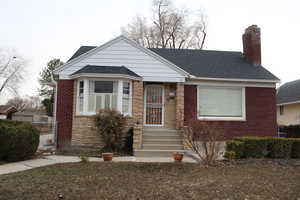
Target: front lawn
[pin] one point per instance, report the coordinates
(260, 179)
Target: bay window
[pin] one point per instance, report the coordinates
(103, 94)
(221, 103)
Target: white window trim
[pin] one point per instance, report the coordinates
(129, 113)
(243, 118)
(86, 95)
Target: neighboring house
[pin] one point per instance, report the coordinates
(159, 88)
(6, 111)
(288, 103)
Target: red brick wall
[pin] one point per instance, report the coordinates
(260, 113)
(64, 112)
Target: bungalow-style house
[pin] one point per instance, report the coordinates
(161, 88)
(6, 111)
(288, 103)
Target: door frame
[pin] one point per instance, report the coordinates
(163, 105)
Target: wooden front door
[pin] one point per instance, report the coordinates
(154, 105)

_ _ _

- _Task description_
Report all lines of the data that include the word "door".

- _Output for this exercise_
Target: door frame
Target: wooden front door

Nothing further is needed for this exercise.